Objectif de la tâche
Citez le portrait de Jean Castex depuis « Édouard Philippe pratique » jusqu'à « qu’il s’est tracé. » inclus, mot pour mot.

Extrait du texte
··········

Jean Castex, homme de devoir

par Henry Moreigne
mercredi 20 janvier 2021

 

Pas besoin d’être grand clerc pour constater que Jean Castex est une sorte d’OVNI dans le milieu politique hexagonal et parisien. Sa façon de se mouvoir, de s’exprimer ou même de s’habiller lui donnent un air provincial, aux antipodes de son prédécesseur. Attention toutefois aux conclusions trop rapides. Jean Castex en a sous le capot. 

 

A 55 ans, le maire de Prades a des kilomètres au compteur et bien roulé sa bosse. Passé par l’ENA, il a déroulé avec finesse sa carrière professionnelle de haut fonctionnaire. Un pilotage habile qui l’a conduit au poste envié de secrétaire général adjoint de l’Élysée sous Nicolas Sarkozy.

 

Édouard Philippe pratique la boxe, ce noble art où le jeu de jambes permet de se tenir à distance de son adversaire et ou l’esquive est aussi importante que le crochet qui met KO son adversaire. Le sport, ce n’est pas la tasse de thé de Jean Castex qui, comme beaucoup de français l’applique dans un canapé, dans son cas devant un match de rugby dont il aime les contacts rugueux. Mais là où le maire du Havre redoutait par-dessus tout un procès infamant pour de supposées fautes de gestion dans la crise du Covid, Jean Castex lui, reste de marbre. Un peu comme un surveillant général insensible aux menaces de polissons qu’il viendrait de sanctionner. Castex avec son air un peu gauche abrite en fait une personnalité solide qui sort difficilement de la route qu’il s’est tracé. 

 

Droit dans ses bottes, il aime à rappeler que le patron du gouvernement c’est lui, qu’il sait écouter ses ministres mais qu’il tranche en accord avec son seul supérieur, le président. Les décisions souvent impopulaires qu’il faut prendre c’est encore lui. Les inévitables accrocs, la stratégie décriée, toujours lui, tout autant que la priorité donnée à la vie sur l’économie. Certains y verront une faiblesse de curé de campagne, d’autres l’épaisseur d’un homme d’état. L’histoire tranchera.

··········

Extrait du listing
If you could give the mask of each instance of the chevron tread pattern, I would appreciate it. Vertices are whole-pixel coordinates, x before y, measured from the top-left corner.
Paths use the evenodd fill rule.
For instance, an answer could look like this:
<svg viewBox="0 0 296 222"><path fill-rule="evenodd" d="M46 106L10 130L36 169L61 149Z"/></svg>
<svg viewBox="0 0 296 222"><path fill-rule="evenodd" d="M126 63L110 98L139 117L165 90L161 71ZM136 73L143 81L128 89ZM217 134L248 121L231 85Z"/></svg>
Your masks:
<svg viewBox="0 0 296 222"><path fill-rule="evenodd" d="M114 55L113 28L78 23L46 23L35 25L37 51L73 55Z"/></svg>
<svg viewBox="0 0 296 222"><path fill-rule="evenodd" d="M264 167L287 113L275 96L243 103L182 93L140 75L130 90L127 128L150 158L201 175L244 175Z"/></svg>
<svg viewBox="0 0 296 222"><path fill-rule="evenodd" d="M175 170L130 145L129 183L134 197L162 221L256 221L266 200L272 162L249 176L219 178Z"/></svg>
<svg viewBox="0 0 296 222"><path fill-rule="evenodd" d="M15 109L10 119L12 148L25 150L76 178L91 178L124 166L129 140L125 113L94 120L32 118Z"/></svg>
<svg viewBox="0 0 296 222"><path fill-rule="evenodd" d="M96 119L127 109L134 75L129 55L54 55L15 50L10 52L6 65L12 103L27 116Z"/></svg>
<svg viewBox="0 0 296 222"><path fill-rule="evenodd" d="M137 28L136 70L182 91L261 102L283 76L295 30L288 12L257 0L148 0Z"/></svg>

··········

Solution rédigée
Édouard Philippe pratique la boxe, ce noble art où le jeu de jambes permet de se tenir à distance de son adversaire et ou l’esquive est aussi importante que le crochet qui met KO son adversaire. Le sport, ce n’est pas la tasse de thé de Jean Castex qui, comme beaucoup de français l’applique dans un canapé, dans son cas devant un match de rugby dont il aime les contacts rugueux. Mais là où le maire du Havre redoutait par-dessus tout un procès infamant pour de supposées fautes de gestion dans la crise du Covid, Jean Castex lui, reste de marbre. Un peu comme un surveillant général insensible aux menaces de polissons qu’il viendrait de sanctionner. Castex avec son air un peu gauche abrite en fait une personnalité solide qui sort difficilement de la route qu’il s’est tracé.